§ **Stored records**:
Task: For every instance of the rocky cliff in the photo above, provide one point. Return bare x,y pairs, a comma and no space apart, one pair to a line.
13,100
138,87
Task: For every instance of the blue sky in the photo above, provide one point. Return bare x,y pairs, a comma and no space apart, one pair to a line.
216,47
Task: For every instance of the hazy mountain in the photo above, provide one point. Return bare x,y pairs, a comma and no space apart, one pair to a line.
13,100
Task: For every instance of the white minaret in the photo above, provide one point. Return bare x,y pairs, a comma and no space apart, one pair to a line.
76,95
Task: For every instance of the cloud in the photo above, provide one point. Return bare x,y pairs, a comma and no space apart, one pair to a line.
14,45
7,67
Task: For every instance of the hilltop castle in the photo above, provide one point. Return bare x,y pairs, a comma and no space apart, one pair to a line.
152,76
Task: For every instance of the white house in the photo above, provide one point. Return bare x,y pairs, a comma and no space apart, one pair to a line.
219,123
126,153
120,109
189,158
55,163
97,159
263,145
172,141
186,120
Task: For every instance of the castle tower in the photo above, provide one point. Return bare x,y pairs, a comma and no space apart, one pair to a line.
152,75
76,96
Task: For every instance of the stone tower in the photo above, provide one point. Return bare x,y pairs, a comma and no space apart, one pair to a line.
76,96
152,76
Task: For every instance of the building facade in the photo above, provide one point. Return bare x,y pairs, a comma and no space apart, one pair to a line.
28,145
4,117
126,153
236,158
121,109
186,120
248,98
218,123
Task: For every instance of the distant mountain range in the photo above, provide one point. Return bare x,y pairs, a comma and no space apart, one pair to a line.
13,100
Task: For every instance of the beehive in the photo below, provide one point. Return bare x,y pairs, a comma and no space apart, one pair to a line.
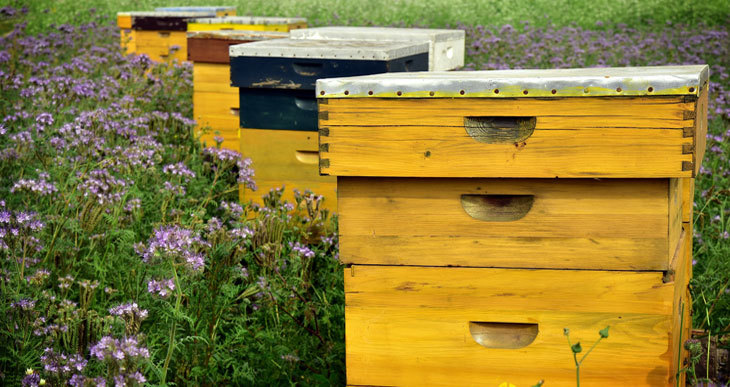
445,47
160,35
536,200
249,23
215,102
278,116
220,11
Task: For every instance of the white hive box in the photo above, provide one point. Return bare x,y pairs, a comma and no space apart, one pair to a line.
446,47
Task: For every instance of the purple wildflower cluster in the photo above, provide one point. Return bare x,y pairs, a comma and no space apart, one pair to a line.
162,288
302,250
177,243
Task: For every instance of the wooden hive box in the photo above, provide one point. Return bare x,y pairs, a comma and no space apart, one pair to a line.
220,11
215,101
249,23
160,35
278,106
537,200
445,47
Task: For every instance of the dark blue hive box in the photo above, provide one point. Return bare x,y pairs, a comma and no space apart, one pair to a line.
276,78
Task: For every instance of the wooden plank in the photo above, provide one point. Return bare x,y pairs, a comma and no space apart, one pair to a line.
163,39
286,157
682,304
410,326
688,193
573,223
675,197
216,104
211,50
578,137
214,78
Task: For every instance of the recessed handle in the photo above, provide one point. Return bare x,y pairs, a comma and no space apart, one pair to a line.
497,208
500,130
503,335
307,69
409,65
308,157
309,104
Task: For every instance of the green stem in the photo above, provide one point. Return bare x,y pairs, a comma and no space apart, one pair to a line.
171,344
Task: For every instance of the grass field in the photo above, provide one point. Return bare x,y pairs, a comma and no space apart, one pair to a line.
271,313
431,13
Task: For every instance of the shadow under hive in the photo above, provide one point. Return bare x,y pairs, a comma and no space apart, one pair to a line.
160,35
278,107
536,200
215,101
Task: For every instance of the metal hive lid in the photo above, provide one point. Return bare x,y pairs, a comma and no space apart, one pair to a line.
215,8
258,20
329,49
583,82
238,35
378,33
166,14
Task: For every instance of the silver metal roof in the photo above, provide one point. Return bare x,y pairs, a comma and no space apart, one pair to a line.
197,9
329,49
167,14
259,20
588,82
238,35
378,33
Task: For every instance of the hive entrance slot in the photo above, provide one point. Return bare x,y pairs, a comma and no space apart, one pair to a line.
308,157
497,208
499,130
503,335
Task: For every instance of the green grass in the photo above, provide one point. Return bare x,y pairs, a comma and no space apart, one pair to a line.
431,13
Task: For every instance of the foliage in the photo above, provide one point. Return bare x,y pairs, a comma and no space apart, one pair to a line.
124,255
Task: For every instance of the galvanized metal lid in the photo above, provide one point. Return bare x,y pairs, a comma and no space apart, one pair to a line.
256,20
582,82
167,14
329,49
238,35
378,33
214,8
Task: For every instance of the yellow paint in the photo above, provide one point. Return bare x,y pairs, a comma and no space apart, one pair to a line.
610,224
516,92
586,138
246,27
124,21
275,163
416,320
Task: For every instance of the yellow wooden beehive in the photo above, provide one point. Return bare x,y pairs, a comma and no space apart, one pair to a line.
215,102
534,200
160,35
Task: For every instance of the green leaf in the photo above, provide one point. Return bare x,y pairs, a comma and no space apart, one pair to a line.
576,347
604,332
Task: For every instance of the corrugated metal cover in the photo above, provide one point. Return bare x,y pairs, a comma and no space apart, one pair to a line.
583,82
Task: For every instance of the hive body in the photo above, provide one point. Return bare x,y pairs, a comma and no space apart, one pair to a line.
523,216
278,114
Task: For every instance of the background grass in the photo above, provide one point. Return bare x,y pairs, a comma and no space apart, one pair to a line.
431,13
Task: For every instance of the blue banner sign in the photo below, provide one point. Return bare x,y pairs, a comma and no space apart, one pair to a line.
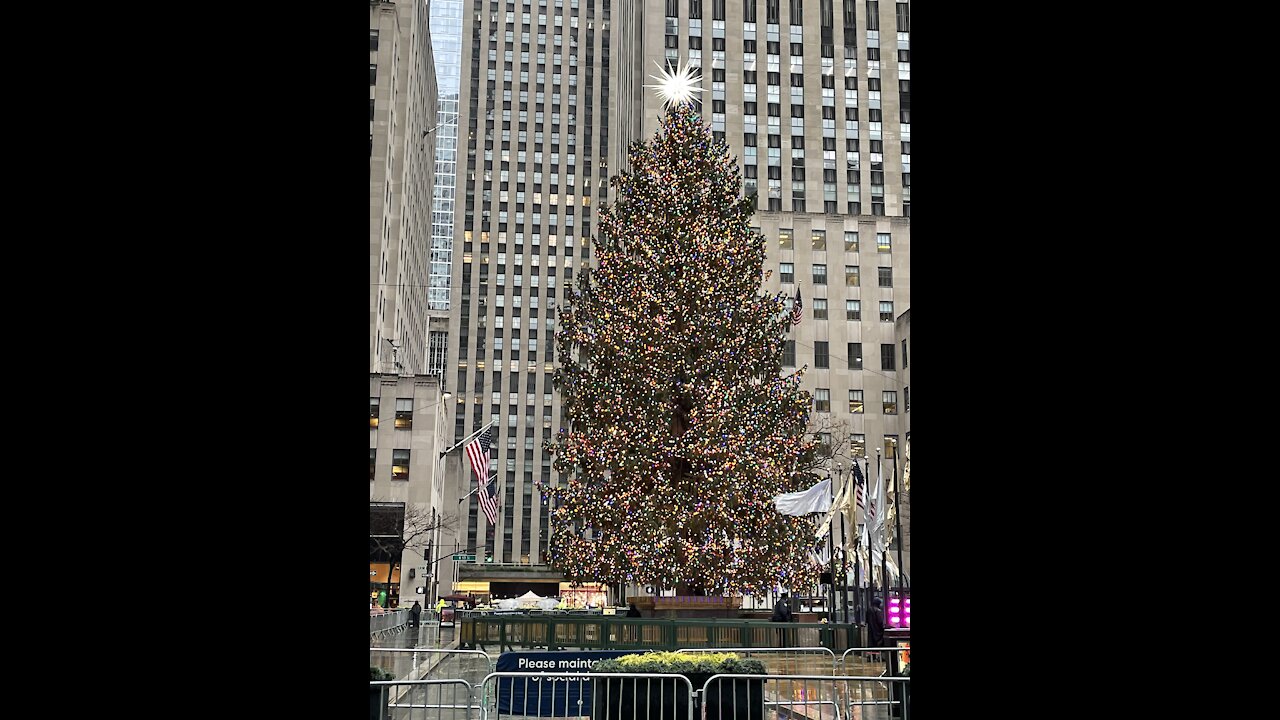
553,695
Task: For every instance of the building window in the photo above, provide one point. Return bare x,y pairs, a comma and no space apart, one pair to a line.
400,464
887,356
858,445
822,400
855,356
403,413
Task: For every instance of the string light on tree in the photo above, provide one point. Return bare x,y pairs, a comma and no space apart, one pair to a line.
681,427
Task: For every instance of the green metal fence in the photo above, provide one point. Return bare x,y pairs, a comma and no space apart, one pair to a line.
561,632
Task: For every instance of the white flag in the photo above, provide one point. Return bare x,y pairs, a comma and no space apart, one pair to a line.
876,519
807,501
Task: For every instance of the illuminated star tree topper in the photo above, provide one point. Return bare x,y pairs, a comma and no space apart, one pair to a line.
677,87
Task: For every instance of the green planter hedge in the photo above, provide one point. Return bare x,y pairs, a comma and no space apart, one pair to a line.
625,698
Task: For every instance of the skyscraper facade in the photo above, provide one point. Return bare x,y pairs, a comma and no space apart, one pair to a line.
402,100
553,95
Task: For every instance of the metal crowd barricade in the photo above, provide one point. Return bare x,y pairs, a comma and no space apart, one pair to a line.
782,660
807,697
867,660
600,696
423,700
417,662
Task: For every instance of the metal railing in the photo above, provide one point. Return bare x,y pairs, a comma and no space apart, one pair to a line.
387,623
781,660
423,700
805,697
602,696
416,662
607,632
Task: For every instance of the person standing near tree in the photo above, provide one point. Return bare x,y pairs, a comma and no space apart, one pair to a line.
781,614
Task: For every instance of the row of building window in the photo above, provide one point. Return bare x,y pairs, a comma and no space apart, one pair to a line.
854,355
888,401
403,413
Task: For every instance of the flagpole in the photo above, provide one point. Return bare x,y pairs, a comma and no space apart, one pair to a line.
831,548
897,522
443,452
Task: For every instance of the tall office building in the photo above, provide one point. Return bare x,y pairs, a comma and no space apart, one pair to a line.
544,89
447,48
402,109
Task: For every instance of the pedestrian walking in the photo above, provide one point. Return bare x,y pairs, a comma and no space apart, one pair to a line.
781,614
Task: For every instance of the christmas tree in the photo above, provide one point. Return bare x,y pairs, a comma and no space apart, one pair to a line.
681,427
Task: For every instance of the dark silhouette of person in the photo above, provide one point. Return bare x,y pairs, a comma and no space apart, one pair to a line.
876,624
781,614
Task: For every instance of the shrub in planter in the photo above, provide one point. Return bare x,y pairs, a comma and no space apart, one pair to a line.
378,695
624,698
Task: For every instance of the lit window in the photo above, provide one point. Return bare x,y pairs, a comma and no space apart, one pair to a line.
855,401
400,464
890,402
822,400
855,356
403,413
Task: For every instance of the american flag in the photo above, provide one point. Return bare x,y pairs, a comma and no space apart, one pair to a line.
478,452
860,483
489,502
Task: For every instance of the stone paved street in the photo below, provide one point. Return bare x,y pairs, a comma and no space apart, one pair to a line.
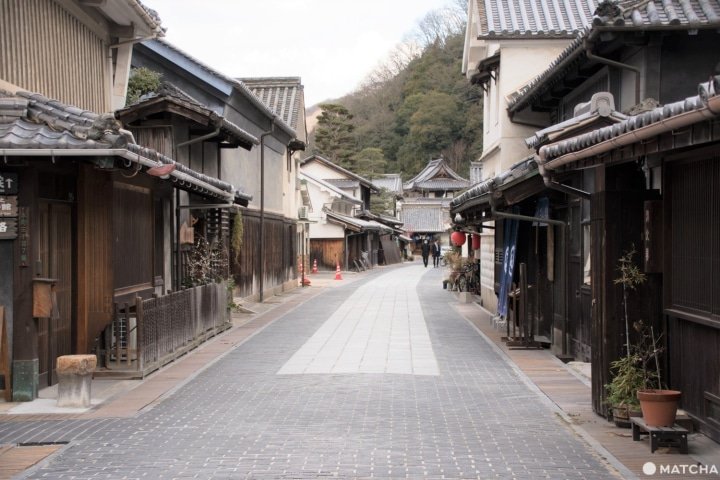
361,381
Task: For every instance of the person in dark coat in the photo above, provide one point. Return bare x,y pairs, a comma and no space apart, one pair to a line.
425,252
435,250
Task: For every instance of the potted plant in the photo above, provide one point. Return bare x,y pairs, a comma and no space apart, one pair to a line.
658,404
638,374
453,260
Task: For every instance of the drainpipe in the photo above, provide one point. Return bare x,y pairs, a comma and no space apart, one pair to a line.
552,184
612,63
682,120
565,243
208,136
262,205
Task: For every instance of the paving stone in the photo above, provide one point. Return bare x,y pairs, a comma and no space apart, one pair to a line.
460,412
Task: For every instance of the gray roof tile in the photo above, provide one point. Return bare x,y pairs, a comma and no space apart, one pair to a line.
435,172
36,122
282,95
633,15
525,18
632,123
423,218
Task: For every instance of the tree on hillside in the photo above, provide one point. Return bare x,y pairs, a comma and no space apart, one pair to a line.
334,135
432,127
369,162
383,203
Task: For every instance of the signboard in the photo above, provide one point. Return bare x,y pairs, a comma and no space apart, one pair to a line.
8,206
8,183
8,228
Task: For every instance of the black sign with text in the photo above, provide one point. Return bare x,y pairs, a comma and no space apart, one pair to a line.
8,183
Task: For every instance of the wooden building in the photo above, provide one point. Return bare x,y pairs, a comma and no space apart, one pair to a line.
642,180
337,203
81,196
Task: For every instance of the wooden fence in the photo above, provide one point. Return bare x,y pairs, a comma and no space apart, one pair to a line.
147,334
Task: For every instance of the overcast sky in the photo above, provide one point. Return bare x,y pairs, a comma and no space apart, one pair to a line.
331,44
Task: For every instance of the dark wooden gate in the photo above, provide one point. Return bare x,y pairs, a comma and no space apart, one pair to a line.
55,254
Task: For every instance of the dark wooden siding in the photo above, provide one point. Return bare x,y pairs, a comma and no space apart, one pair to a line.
48,50
329,252
280,254
692,206
133,238
95,241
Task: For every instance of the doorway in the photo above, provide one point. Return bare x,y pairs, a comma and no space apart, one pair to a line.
55,260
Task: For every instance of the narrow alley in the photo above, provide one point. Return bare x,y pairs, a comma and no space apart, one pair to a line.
379,376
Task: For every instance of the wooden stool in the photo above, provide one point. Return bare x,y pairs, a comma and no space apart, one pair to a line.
74,379
675,436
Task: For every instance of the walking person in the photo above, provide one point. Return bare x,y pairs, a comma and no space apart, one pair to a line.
425,252
435,250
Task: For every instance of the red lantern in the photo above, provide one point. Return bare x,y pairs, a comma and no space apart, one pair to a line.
458,239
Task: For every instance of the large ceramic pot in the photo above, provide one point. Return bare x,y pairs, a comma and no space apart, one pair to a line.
623,414
659,406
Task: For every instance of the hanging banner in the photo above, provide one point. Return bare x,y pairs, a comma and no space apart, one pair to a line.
8,183
509,248
8,206
8,228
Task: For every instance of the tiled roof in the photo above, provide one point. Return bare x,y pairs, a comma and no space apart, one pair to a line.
633,126
436,170
282,95
423,218
633,15
306,176
347,173
343,182
30,121
170,93
533,18
357,224
442,184
479,192
644,13
600,108
391,182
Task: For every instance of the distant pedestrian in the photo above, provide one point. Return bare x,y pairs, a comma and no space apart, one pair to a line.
435,249
425,252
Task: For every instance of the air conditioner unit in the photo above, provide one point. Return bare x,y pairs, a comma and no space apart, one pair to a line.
302,213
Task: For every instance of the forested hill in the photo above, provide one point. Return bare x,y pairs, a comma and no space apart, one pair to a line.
413,109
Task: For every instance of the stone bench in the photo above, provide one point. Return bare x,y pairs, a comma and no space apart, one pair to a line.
74,379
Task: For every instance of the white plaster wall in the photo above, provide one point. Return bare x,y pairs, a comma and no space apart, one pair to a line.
323,172
242,168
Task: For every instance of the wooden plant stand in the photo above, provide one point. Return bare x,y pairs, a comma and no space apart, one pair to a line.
675,436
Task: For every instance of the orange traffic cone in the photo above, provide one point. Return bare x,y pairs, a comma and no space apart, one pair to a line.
338,276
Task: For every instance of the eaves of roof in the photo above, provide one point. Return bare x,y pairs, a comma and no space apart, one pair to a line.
220,81
283,95
532,18
705,106
480,193
363,181
189,109
356,224
34,126
329,186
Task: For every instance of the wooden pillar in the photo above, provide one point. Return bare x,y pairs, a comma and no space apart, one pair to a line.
95,247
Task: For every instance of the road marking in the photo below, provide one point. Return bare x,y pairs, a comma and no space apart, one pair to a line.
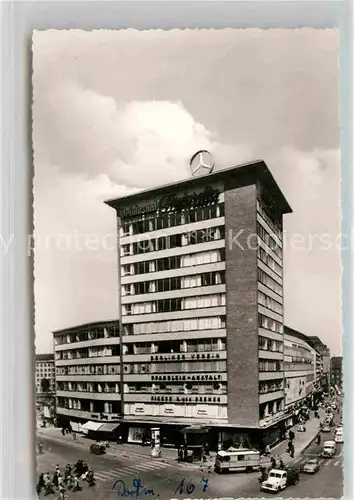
147,466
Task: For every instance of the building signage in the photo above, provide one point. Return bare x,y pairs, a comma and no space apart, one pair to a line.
173,203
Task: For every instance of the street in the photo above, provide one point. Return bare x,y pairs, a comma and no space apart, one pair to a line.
125,468
165,480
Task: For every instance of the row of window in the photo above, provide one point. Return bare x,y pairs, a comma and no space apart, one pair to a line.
269,324
89,370
268,302
298,359
174,262
275,225
270,365
177,283
178,388
108,387
270,386
175,304
178,325
88,352
92,334
269,282
269,261
175,346
270,408
95,406
269,240
269,344
164,221
174,241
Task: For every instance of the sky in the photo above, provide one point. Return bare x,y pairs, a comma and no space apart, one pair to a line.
118,111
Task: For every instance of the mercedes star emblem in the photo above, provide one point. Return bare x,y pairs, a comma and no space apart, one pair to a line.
201,163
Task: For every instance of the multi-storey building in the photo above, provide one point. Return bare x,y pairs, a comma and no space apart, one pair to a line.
45,371
336,373
299,370
201,304
88,368
324,361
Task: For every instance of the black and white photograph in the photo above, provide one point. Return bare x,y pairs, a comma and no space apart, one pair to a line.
187,264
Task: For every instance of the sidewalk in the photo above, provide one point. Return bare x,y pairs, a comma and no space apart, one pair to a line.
301,441
114,449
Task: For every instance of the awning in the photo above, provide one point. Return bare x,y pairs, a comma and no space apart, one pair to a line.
109,427
195,429
91,426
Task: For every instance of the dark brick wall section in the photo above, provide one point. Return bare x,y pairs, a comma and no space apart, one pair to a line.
241,301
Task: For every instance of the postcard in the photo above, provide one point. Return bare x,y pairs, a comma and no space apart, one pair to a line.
187,264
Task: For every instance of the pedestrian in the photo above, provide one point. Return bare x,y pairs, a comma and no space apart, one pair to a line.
180,453
76,485
40,484
48,485
90,478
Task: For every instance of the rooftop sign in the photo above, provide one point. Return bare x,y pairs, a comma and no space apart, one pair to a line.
173,203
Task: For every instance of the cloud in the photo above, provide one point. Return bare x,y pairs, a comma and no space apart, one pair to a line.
116,112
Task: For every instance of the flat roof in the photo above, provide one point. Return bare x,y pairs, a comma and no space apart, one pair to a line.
252,172
85,326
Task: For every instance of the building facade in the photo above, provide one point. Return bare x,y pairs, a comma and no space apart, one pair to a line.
88,373
201,301
337,373
323,362
300,370
45,371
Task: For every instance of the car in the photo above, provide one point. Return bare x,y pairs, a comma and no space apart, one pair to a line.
311,466
329,449
97,449
326,428
339,437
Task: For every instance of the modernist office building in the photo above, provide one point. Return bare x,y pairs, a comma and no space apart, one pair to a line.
201,303
88,368
301,378
45,370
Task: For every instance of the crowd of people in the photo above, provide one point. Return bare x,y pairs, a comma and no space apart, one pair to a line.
67,479
273,465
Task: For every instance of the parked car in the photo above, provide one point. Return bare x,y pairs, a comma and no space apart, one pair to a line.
97,449
326,428
329,449
311,466
278,480
339,437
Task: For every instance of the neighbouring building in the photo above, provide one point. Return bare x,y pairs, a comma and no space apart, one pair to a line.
300,372
45,374
336,372
88,374
200,266
323,362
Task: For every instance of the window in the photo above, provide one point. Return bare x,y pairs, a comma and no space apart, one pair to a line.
217,322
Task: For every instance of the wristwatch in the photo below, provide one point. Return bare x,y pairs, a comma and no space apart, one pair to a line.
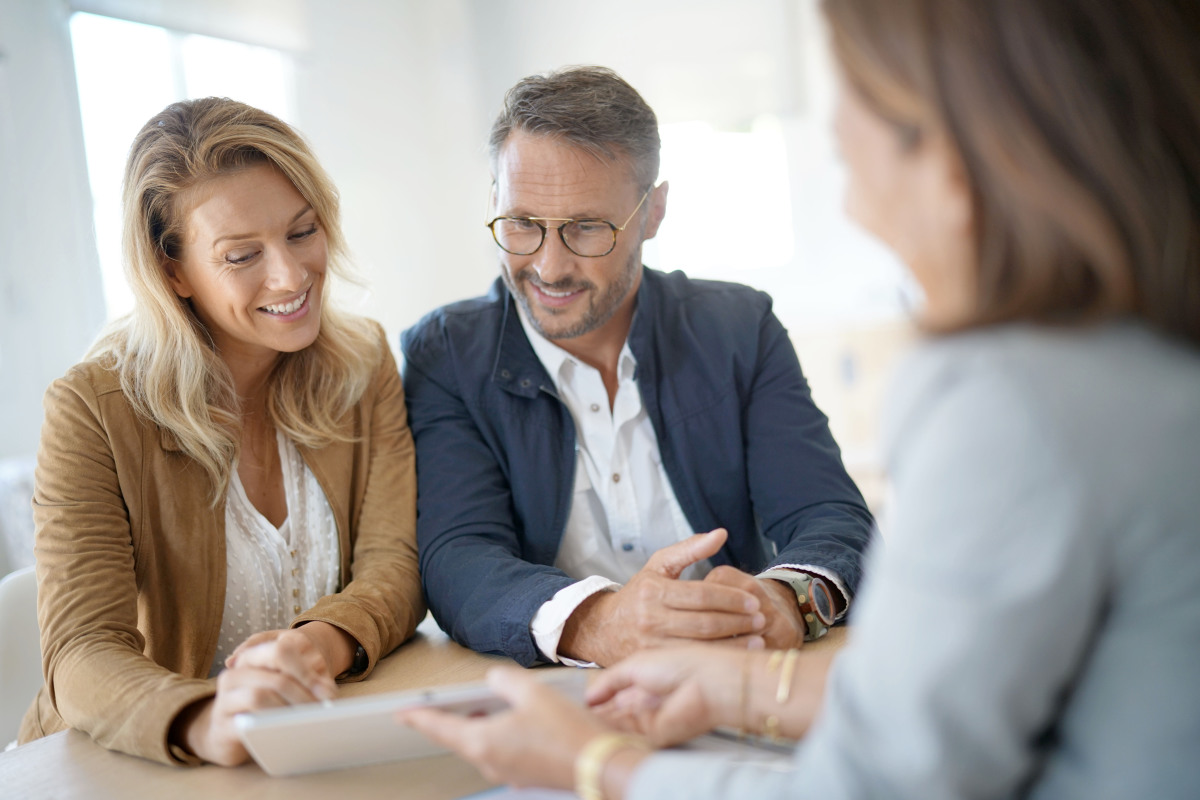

§ **Exercise goal**: Take the line that contains "Task: For every instance of the neighbouring" and every line after it up to the end of the records above, and restate them exactly, without the pictures.

§ **Result of the exercise**:
Task: For every instance of the neighbouring building in the photo above, provide one point. Return bare x,y pairs, a comma and no space apart, one pair to a line.
300,372
45,374
336,372
88,374
200,266
323,362
Task: For every instance of the window in the photo above, provide one point. Return bare x,y pairs, a comma and no space apart, one pair to a line.
217,322
Task: For every instance of the wristwatch in the photo below, provide one point. Return bare x,y pairs, a comma and no space apart, one pair to a line.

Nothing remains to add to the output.